### What the task asks
Copy the records below, swapping each "keypoint" for "marker" and changing nothing else. Leave the pictures out.

** START OF Excerpted data **

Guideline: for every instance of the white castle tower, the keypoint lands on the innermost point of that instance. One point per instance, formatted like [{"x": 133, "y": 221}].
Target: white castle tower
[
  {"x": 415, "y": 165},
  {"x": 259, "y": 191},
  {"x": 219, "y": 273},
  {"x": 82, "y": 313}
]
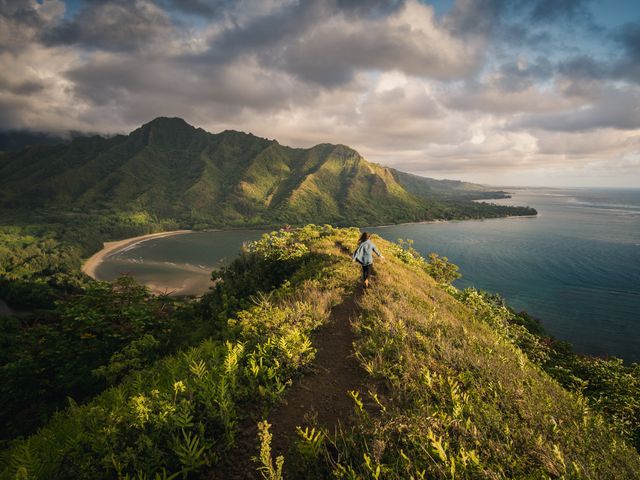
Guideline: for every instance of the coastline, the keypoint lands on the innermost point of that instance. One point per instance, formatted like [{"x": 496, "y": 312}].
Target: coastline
[{"x": 93, "y": 262}]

** END OF Excerpted data **

### Problem solution
Guideline: for every instance of the white castle tower, the marker lands on the innermost point of that instance. One point per instance, formatted like [{"x": 133, "y": 221}].
Target: white castle tower
[
  {"x": 415, "y": 165},
  {"x": 259, "y": 191},
  {"x": 219, "y": 273},
  {"x": 82, "y": 313}
]
Guideline: for every instance of the coastline, the marker lands on the innermost point of that instance. One point per instance, formatted like [{"x": 496, "y": 312}].
Target: coastline
[{"x": 93, "y": 262}]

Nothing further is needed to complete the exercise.